REQUIREMENT
Can you update the listing below so that every "Query" becomes "Label", with nothing else changed?

GIVEN RECORDS
>> begin

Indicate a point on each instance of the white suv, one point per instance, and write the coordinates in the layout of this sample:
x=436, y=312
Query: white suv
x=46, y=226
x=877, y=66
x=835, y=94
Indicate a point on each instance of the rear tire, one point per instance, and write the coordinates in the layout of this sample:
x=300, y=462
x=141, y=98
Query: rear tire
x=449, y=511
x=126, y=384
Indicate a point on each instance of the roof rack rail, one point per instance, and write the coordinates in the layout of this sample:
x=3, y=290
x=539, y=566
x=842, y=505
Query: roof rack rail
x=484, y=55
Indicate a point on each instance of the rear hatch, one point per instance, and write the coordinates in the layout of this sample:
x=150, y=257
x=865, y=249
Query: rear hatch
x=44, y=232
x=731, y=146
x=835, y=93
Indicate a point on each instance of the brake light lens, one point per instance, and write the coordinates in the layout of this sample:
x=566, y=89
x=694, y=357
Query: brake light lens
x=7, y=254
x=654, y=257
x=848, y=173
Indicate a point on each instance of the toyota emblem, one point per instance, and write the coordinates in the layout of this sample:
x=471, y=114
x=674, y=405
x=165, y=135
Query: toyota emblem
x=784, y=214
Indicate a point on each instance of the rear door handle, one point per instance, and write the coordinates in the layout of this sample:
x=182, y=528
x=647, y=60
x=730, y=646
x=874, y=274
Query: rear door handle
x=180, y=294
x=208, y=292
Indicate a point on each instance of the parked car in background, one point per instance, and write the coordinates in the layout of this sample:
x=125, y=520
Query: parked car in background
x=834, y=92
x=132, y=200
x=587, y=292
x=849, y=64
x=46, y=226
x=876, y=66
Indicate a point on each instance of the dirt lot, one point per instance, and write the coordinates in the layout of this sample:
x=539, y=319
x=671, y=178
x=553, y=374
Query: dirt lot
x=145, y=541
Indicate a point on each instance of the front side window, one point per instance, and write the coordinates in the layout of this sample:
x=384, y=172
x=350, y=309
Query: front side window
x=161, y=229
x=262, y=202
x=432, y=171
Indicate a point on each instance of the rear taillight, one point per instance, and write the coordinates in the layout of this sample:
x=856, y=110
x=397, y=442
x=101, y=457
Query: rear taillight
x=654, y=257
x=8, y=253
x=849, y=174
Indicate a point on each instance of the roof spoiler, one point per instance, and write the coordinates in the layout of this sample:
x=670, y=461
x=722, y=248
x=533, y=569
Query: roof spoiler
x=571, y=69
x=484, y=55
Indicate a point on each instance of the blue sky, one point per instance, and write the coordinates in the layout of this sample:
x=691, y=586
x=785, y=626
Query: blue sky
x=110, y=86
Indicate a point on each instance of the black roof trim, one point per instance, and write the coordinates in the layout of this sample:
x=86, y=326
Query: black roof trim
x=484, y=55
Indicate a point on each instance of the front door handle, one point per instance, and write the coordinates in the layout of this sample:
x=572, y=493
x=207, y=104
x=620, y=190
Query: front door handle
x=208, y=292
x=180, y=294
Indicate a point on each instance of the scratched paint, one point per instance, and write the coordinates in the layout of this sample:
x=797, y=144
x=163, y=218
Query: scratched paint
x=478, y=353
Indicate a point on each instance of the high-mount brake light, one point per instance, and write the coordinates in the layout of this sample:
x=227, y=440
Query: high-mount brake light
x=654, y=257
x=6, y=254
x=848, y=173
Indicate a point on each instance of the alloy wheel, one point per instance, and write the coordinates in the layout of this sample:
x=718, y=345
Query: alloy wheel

>> end

REPLY
Indicate a point on each instance of the white suv, one point per instance, and write the coordinates in the layout of this sample:
x=436, y=312
Label: white suv
x=46, y=226
x=877, y=66
x=835, y=94
Indicate a point on each instance of the rear tire, one point per instance, and write the coordinates in the layout of this sample:
x=300, y=462
x=141, y=98
Label: rear tire
x=449, y=511
x=126, y=384
Indicate a point on each instance of the roof rack rail, one point per instance, and write the coordinates in the layout of this sample:
x=3, y=290
x=539, y=566
x=842, y=505
Label: roof rack rail
x=484, y=55
Indicate a point on each instance of the rear hatch, one point per instance, and write the coordinates in the layout of this sample:
x=150, y=257
x=865, y=249
Label: rear hatch
x=44, y=232
x=731, y=146
x=835, y=93
Indicate a point on each instance of the brake light lens, one point per instance, and write the coordinates in the layout of this sample:
x=566, y=89
x=694, y=357
Label: brake light lens
x=7, y=254
x=654, y=257
x=848, y=173
Indicate a point on each instance of the toyota emblem, one point per instance, and write the coordinates in the layout of this sample:
x=471, y=114
x=674, y=405
x=165, y=135
Label: toyota emblem
x=784, y=214
Indicate a point on each instance of the rear door handle, one point per instance, and write the coordinates in the layout of this sample:
x=182, y=528
x=647, y=60
x=730, y=646
x=874, y=274
Label: rear door handle
x=180, y=294
x=208, y=292
Indicate a point on each instance of the parked car in background, one point per instance, and write the coordinates in the layout of this sample:
x=125, y=520
Label: parked car in background
x=834, y=92
x=132, y=200
x=587, y=292
x=849, y=64
x=46, y=226
x=876, y=66
Indicate a point on each instance of the dirt lot, one point per instance, and write the coordinates in the layout of this sample:
x=539, y=319
x=671, y=178
x=553, y=374
Label: dirt lot
x=145, y=541
Indicate a point on each instance of the front side window, one point per instance, and write the coordinates in the layout of this sample:
x=384, y=172
x=350, y=309
Label: front side window
x=161, y=229
x=262, y=202
x=432, y=171
Indicate a point on each instance of the rear taillight, one point per instance, and write the coordinates in the layout of this sample:
x=856, y=110
x=397, y=442
x=101, y=457
Label: rear taillight
x=654, y=257
x=8, y=253
x=849, y=174
Indicate a point on each instance of the roof spoiler, one point per instance, and write the coordinates in the layout of this sample:
x=670, y=461
x=722, y=248
x=533, y=569
Label: roof spoiler
x=571, y=69
x=484, y=55
Indicate a point on each instance of the blue sky, one point per instance, and write the coordinates in the layout of this sample:
x=691, y=586
x=785, y=626
Label: blue sky
x=110, y=86
Indicate a point on each instance of the black roof trim, one point per instance, and write the coordinates in the layout of this sample:
x=86, y=326
Label: black roof trim
x=484, y=55
Indicate a point on each instance of the front door handle, one point per instance, and write the coordinates in the layout of this sample:
x=572, y=493
x=207, y=104
x=620, y=190
Label: front door handle
x=208, y=292
x=180, y=294
Indicate a point on each instance of the scratched paint, one point per instance, and write the coordinates in the layout of this sample:
x=797, y=144
x=163, y=218
Label: scratched paint
x=478, y=353
Indicate a point on each instance of the high-mount brake light, one point per instance, and write the coordinates in the layout of this sample:
x=227, y=440
Label: high-mount brake light
x=654, y=257
x=6, y=254
x=848, y=173
Indicate a point on each instance of the alloy wheel, one point per instance, and write the coordinates in the layout of this sample:
x=718, y=345
Label: alloy wheel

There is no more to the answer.